▶ [HOW TO COMPLETE THIS TASK] Return every line of the listing, exactly as it reads.

▶ [MATERIAL FOR THIS TASK]
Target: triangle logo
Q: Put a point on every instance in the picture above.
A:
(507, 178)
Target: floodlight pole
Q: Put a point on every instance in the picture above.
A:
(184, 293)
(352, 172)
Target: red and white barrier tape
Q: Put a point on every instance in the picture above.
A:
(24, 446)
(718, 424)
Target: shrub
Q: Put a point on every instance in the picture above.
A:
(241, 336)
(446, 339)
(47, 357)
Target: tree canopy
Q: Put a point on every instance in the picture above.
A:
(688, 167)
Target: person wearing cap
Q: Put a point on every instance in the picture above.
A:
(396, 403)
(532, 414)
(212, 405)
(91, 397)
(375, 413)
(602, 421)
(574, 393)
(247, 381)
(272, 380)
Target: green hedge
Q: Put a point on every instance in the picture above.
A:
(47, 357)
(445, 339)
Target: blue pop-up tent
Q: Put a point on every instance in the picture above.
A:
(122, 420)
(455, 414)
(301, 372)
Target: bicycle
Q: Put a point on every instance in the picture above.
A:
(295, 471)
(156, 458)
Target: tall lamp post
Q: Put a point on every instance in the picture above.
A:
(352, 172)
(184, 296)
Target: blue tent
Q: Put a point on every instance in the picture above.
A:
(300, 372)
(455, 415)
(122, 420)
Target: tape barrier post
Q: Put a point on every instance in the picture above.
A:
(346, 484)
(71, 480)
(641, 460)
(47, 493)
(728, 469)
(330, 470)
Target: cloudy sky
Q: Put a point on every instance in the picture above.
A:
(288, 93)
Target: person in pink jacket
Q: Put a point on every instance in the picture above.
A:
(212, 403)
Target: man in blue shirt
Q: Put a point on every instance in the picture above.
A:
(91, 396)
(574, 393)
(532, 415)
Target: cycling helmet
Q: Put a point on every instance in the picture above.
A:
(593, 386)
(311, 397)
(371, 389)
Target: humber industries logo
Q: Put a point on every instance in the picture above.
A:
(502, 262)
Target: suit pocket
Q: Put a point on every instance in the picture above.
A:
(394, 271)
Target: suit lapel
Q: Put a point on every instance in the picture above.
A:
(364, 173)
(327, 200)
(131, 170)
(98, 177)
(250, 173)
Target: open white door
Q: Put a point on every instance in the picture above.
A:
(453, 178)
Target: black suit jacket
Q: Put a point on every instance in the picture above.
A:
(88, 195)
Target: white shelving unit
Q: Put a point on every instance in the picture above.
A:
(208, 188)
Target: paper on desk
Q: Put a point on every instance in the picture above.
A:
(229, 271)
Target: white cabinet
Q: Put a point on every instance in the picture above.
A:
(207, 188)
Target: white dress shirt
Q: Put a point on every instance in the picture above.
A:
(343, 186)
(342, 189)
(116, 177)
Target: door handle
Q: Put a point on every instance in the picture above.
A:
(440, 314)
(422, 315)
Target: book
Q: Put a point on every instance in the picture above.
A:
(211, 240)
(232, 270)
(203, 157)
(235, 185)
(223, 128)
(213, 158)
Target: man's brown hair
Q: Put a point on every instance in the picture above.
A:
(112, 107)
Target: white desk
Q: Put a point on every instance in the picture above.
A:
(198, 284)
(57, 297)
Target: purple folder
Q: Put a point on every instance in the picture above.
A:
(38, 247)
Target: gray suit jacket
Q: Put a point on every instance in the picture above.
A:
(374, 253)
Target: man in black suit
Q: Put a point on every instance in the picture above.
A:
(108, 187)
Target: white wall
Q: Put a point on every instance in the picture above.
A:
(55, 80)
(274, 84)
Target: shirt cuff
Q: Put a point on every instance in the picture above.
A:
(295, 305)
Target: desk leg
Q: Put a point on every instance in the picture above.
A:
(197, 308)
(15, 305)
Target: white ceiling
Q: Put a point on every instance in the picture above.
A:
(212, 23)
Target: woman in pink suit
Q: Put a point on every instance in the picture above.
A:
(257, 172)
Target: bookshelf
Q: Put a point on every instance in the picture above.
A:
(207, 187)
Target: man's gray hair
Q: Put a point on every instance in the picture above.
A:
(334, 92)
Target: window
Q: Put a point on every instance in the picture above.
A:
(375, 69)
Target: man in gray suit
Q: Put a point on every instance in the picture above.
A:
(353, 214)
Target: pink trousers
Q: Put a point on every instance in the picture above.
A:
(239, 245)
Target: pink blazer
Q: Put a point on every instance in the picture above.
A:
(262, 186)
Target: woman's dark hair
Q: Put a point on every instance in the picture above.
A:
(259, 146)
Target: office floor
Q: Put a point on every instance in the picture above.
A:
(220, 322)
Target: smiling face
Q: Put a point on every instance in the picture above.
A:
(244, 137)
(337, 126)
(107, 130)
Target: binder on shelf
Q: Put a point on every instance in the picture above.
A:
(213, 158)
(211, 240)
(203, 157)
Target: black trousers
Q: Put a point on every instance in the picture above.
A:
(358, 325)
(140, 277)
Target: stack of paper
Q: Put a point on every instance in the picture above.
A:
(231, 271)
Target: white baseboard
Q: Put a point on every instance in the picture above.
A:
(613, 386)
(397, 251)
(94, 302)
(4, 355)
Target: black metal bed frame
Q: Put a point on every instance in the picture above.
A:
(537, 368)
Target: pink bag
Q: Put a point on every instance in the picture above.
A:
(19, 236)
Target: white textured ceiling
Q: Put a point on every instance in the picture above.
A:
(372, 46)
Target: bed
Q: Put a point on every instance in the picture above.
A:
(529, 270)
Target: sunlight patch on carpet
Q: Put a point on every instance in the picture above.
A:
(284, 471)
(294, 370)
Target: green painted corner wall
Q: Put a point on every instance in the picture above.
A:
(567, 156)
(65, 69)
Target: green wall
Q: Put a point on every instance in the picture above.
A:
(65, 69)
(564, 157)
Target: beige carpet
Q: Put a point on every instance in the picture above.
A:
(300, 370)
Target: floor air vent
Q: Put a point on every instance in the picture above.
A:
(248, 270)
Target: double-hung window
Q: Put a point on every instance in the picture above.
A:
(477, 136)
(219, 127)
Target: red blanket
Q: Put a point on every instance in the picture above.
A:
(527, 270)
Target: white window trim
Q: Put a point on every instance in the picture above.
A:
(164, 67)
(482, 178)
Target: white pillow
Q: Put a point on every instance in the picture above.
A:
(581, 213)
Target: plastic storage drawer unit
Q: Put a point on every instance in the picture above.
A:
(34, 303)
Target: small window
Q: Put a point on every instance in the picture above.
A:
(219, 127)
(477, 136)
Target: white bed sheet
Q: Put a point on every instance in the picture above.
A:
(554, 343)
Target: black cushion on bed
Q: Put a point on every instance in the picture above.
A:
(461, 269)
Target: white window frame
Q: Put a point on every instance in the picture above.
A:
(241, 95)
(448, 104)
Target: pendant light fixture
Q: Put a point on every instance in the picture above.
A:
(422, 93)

▶ [RESPONSE BOX]
Target: triangle logo
Q: Put a point on every instance in the picture above.
A:
(507, 178)
Target: floodlight pole
Q: Put a point on every instance in the picture above.
A:
(184, 293)
(352, 172)
Target: red and white barrier tape
Q: Put a point on every instance in the picture above.
A:
(24, 446)
(718, 424)
Target: shrub
Q: Put a point on every instance in the picture above.
A:
(241, 336)
(446, 339)
(47, 357)
Target: tree canopy
Q: Put a point on every instance in the picture above.
A:
(688, 167)
Target: person wearing cap
Q: Put a point on every instance in the picture above.
A:
(396, 403)
(532, 414)
(212, 405)
(91, 397)
(375, 413)
(602, 421)
(574, 393)
(247, 381)
(272, 380)
Target: green hedge
Q: Put a point on every instance in the picture above.
A:
(47, 357)
(445, 339)
Target: blue pop-up tent
Q: Put a point on every instance in the picture above.
A:
(122, 420)
(455, 414)
(301, 372)
Target: bicycle
Q: Put a point on every instance in the picture above.
A:
(295, 471)
(156, 458)
Target: tall lamp post
Q: Put a point on every instance in the picture above.
A:
(352, 172)
(184, 296)
Target: blue tent
Q: Put a point on every instance in the picture above.
A:
(300, 372)
(455, 415)
(122, 420)
Target: tape barrier post
Q: Put a point on every instance in the picture above.
A:
(346, 484)
(71, 480)
(641, 460)
(47, 493)
(728, 469)
(330, 470)
Target: cloudy sky
Q: Put a point on every instance in the picture above.
A:
(288, 93)
Target: person in pink jacket
Q: Put a point on every instance in the picture above.
A:
(212, 403)
Target: man in blue shirt
Q: Put a point on every instance in the picture above.
A:
(91, 396)
(574, 393)
(532, 415)
Target: cycling helmet
Q: Put a point on every instance in the picture above.
A:
(593, 386)
(311, 397)
(371, 389)
Target: humber industries logo
Q: Put a point on every instance in the picture above.
A:
(502, 262)
Target: suit pocket
Q: Put a point on every instance in the picture above.
A:
(394, 271)
Target: suit lapel
Q: Put a point on every instance in the picture above.
A:
(364, 173)
(327, 200)
(131, 170)
(98, 177)
(250, 173)
Target: open white door
Q: Put a point on every instance in the picture above.
A:
(453, 178)
Target: black suit jacket
Q: Put a point on every instance in the picture above.
A:
(88, 195)
Target: white shelving unit
Q: Put a point on every instance in the picture above.
A:
(208, 188)
Target: paper on desk
Q: Put a point on every instance in the picture above.
A:
(229, 271)
Target: white cabinet
Q: Put a point on every instance in the picture above.
A:
(207, 188)
Target: white dress shirt
Q: Put a point on every instance in the picture above.
A:
(343, 186)
(342, 189)
(116, 177)
Target: door handle
Q: Put a point on every instance in the picture above.
A:
(440, 314)
(422, 315)
Target: book
Q: Put a point on every instance in the picture above.
A:
(211, 240)
(232, 270)
(203, 157)
(235, 185)
(223, 128)
(213, 158)
Target: man's brown hair
Q: Put a point on every instance in the picture above.
A:
(112, 107)
Target: white desk
Q: Put a point on every instance in the picture above.
A:
(198, 284)
(57, 297)
Target: purple folder
Q: Put a point on every instance in the picture above.
A:
(38, 247)
Target: gray suit jacket
Q: Put a point on every instance in the picture above.
A:
(374, 253)
Target: man in black suit
Q: Put a point on every instance in the picture above.
A:
(108, 187)
Target: white wall
Q: Put a point on every instance in the picture above.
A:
(55, 80)
(274, 84)
Target: shirt cuff
Q: Put a point on every instance in the picture above.
A:
(295, 305)
Target: desk leg
Q: Put a point on every instance in the picture above.
A:
(197, 308)
(15, 305)
Target: white ceiling
Q: Put a point on every instance in the picture above.
A:
(212, 23)
Target: woman in pink suit
Q: Put a point on every instance in the picture above.
A:
(257, 172)
Target: bookshelf
Q: Put a point on every instance in the picture above.
A:
(207, 187)
Target: man's gray hair
Q: Put a point on every instance in the picture above.
A:
(334, 92)
Target: window
Q: Put a point on every instance in the picture above.
A:
(375, 69)
Target: man in gray suit
Q: Put a point on every instance in the picture above.
A:
(353, 214)
Target: pink trousers
Q: Put a point on every instance in the picture above.
A:
(239, 245)
Target: pink blazer
Q: Put a point on every instance in the picture above.
A:
(262, 186)
Target: woman's dark hair
Q: Put a point on every instance in the picture above.
A:
(259, 146)
Target: office floor
Q: Put a point on every instance in the picture above.
A:
(220, 322)
Target: smiling face
Q: Put a point on every instance in the picture above.
A:
(244, 137)
(337, 126)
(107, 130)
Target: binder on shelf
Q: Put a point on every instance in the picture above.
A:
(213, 158)
(211, 240)
(203, 157)
Target: black trousers
Q: Put a point on every instance in the picture above.
A:
(358, 325)
(140, 277)
Target: stack of paper
Q: Put a point on every instance in the picture above.
A:
(231, 271)
Target: white baseboard
Q: Put a point on every instance in the picture above.
A:
(613, 386)
(397, 251)
(94, 302)
(4, 355)
Target: black metal bed frame
Q: Put a point on every instance in the picture above.
A:
(537, 368)
Target: pink bag
Q: Put a point on every instance in the picture above.
A:
(19, 236)
Target: white textured ceiling
Q: Put a point on every instance in the picture above.
A:
(372, 46)
Target: bed
Q: Put a point on every instance in the picture above.
A:
(529, 270)
Target: sunlight patch on carpet
Q: Put a point on every instance in the picture above.
A:
(284, 471)
(294, 370)
Target: green painted corner wall
Q: Put a point on every instance in the picture above.
A:
(567, 156)
(65, 69)
Target: green wall
Q: Put a point on every instance in the picture above.
A:
(65, 69)
(564, 157)
Target: beige carpet
Q: Put a point on every instance in the picture above.
A:
(300, 370)
Target: floor air vent
Q: Put a point on every instance in the picture above.
A:
(248, 270)
Target: double-hung window
Q: Put a point on every instance in the picture above.
A:
(477, 136)
(219, 127)
Target: red blanket
Q: Put a point on every instance in the picture above.
A:
(527, 270)
Target: white window trim
Q: Put a point on every instance in the picture above.
A:
(164, 67)
(482, 178)
Target: white pillow
Q: Put a point on every instance in the picture above.
A:
(581, 213)
Target: plastic storage drawer unit
Q: Put a point on every instance in the picture above.
A:
(34, 303)
Target: small window
Q: Put a point on every instance in the picture above.
A:
(219, 127)
(477, 136)
Target: white bed sheet
Q: Put a point on every instance in the picture above.
A:
(554, 343)
Target: black cushion on bed
Q: Put a point on every instance in the picture above.
A:
(461, 269)
Target: white window frame
Q: Put a point on every instance in the picture above.
A:
(241, 95)
(448, 104)
Target: pendant light fixture
Q: Put a point on every instance in the picture above.
A:
(422, 93)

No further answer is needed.